Top of EXTRACTED RECORDS

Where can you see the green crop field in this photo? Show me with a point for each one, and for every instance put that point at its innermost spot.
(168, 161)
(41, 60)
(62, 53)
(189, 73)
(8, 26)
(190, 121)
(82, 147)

Bottom of EXTRACTED RECORDS

Every line of the data above is to be repeated exactly.

Where can you see the green crop field in this photo? Show me with a point for each one, and for every instance put that point at its innermost spot.
(168, 161)
(41, 60)
(62, 53)
(189, 73)
(8, 26)
(190, 121)
(82, 147)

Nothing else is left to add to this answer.